Task details
Starting at the line that contains "[pin] boy in gray" in the listing below, write out every line word for word until you have written the line that contains "[pin] boy in beige".
*** Opening Supplied material ***
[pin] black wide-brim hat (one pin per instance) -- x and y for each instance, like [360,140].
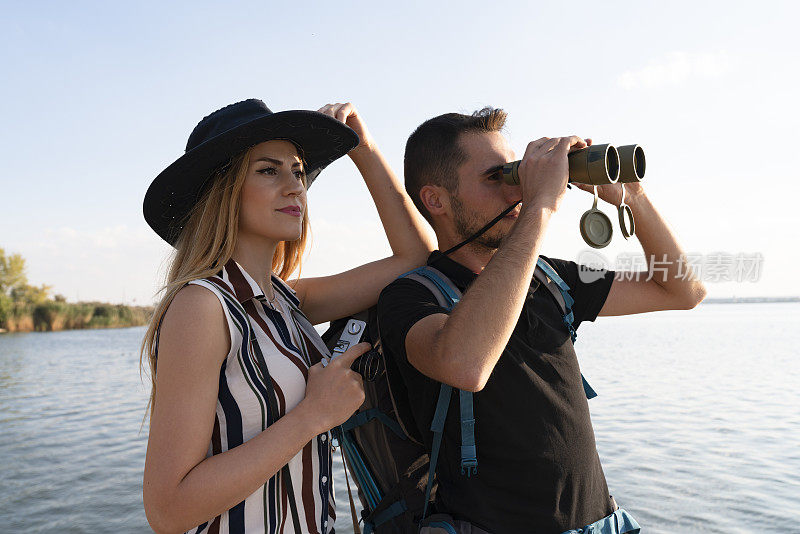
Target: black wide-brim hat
[225,133]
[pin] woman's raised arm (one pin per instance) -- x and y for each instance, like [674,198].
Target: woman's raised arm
[331,297]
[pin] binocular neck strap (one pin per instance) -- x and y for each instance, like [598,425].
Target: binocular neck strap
[483,230]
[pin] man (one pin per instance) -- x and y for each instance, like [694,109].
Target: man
[538,467]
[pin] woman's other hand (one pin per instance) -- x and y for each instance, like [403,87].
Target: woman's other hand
[334,392]
[348,114]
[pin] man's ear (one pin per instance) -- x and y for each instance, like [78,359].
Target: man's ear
[435,199]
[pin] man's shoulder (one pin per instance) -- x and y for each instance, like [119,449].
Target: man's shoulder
[405,289]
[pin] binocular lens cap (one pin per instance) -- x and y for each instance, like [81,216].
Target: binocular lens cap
[596,228]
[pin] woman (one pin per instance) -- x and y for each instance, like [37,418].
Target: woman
[241,406]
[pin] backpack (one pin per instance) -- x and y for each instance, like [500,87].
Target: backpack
[380,443]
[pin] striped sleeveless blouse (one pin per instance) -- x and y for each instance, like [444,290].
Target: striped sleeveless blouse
[280,336]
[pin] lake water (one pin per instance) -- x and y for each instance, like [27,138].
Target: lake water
[697,423]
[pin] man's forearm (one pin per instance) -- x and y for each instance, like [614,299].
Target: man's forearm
[664,255]
[476,333]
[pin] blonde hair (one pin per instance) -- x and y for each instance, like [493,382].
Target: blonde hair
[206,244]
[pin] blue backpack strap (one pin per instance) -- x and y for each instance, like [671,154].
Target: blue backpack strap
[469,454]
[437,426]
[568,316]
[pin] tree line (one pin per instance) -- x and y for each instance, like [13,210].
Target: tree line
[25,307]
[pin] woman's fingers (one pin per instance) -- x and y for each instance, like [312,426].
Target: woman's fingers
[344,111]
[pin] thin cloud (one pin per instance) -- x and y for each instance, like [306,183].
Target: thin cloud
[676,69]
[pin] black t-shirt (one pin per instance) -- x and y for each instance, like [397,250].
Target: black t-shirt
[538,467]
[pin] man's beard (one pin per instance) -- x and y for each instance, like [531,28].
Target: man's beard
[468,222]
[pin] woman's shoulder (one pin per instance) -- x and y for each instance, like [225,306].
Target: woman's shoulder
[195,323]
[198,300]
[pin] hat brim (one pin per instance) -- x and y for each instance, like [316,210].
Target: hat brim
[172,194]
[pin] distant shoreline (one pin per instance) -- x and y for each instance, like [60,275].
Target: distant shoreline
[749,300]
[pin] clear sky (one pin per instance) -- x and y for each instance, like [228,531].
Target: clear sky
[98,97]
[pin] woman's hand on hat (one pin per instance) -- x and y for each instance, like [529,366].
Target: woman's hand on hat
[348,114]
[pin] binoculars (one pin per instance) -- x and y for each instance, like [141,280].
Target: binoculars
[599,165]
[596,165]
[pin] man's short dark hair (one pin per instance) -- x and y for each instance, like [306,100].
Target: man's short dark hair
[434,153]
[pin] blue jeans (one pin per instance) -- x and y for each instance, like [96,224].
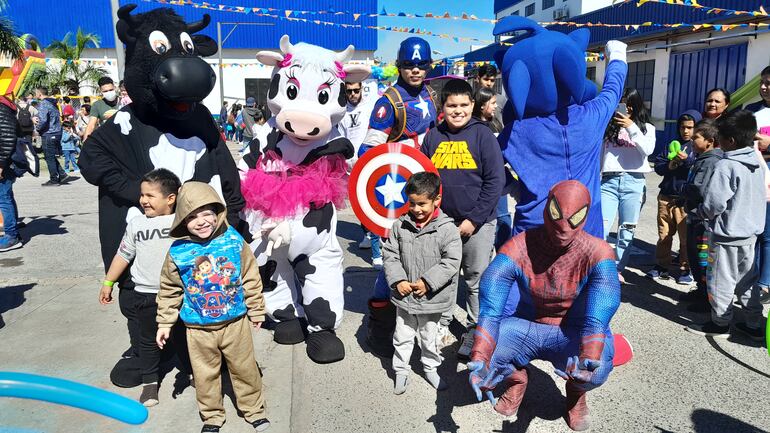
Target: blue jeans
[622,196]
[504,222]
[8,204]
[51,145]
[70,156]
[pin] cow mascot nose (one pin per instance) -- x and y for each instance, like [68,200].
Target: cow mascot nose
[184,79]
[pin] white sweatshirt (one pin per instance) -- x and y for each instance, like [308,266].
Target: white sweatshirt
[629,154]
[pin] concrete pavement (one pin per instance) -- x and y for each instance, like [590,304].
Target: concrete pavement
[52,324]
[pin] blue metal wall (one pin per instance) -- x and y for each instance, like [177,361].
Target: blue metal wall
[52,19]
[692,74]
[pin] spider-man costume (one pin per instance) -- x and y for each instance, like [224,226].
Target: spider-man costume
[549,294]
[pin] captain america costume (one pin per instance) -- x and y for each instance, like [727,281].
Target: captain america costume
[549,294]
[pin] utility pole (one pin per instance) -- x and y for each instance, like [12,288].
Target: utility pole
[221,76]
[121,54]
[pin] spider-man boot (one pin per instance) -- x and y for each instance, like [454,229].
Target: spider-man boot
[577,415]
[508,403]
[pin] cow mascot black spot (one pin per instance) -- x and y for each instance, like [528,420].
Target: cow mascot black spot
[165,126]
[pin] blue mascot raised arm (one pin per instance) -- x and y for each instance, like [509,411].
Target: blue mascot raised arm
[559,118]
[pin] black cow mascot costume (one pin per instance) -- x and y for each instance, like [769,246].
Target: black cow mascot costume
[165,126]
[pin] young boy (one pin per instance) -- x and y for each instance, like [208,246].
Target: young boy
[470,163]
[674,165]
[705,136]
[211,281]
[146,243]
[69,147]
[422,261]
[734,205]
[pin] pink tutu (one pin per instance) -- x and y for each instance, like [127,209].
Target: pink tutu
[287,193]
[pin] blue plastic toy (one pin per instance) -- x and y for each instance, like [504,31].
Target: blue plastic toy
[60,391]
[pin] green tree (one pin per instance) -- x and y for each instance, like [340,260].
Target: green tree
[70,72]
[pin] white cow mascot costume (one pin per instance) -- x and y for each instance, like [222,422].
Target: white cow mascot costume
[292,181]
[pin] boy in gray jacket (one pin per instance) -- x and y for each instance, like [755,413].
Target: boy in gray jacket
[734,205]
[421,261]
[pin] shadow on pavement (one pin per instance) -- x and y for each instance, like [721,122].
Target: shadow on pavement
[12,297]
[640,292]
[45,225]
[708,421]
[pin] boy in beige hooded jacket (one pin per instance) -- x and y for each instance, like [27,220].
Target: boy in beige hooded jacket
[211,281]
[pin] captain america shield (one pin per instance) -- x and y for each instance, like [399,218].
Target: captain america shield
[377,181]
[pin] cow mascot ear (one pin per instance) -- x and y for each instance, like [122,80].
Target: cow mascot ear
[204,45]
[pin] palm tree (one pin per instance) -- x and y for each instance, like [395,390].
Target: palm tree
[70,72]
[9,44]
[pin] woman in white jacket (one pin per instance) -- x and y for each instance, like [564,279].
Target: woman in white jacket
[628,141]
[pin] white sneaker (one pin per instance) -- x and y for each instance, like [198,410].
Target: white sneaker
[466,345]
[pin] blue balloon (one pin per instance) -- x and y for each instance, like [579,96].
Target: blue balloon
[60,391]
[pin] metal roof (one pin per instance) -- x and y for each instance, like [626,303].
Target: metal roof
[629,13]
[52,19]
[502,4]
[659,13]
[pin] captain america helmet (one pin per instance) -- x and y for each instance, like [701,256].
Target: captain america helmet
[414,52]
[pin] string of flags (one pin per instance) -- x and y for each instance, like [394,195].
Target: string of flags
[711,10]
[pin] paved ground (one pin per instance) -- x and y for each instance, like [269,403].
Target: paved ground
[51,323]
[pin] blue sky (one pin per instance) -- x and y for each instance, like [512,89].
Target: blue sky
[388,41]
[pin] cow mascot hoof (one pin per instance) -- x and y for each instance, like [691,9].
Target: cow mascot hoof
[293,180]
[325,347]
[126,373]
[289,332]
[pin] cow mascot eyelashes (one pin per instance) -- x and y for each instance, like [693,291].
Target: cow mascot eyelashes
[165,126]
[292,181]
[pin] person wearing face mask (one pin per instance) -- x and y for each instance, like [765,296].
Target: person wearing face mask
[104,108]
[562,285]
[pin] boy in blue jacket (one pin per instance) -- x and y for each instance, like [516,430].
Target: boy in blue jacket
[470,163]
[673,163]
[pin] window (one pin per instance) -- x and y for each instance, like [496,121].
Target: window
[641,76]
[591,73]
[529,10]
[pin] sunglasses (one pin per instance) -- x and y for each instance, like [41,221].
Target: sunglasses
[424,65]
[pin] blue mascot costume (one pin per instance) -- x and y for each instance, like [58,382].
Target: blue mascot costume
[559,119]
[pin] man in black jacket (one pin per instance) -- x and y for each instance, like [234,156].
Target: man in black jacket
[9,129]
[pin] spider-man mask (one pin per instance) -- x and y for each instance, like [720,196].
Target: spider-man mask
[565,212]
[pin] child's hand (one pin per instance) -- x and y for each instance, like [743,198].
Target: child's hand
[466,228]
[419,288]
[105,295]
[404,288]
[162,336]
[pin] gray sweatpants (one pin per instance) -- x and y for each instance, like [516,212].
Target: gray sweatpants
[477,254]
[731,271]
[422,326]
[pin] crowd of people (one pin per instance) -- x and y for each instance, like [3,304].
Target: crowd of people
[714,195]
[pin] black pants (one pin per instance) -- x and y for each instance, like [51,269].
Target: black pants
[51,148]
[150,354]
[128,300]
[696,238]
*** Closing Supplied material ***
Answer area
[pin] boy in gray jacket (one pin per instance) -- x and y for each instance, like [755,413].
Target: boy in gray jacket
[734,205]
[421,261]
[pin] shadow on pavement (one pin per instance) -- x and y for each instance, like [721,122].
Target: shadow on pavement
[12,297]
[640,292]
[45,225]
[708,421]
[pin] boy in beige hooded jacket (one pin per instance) -- x and y for each instance, like [27,220].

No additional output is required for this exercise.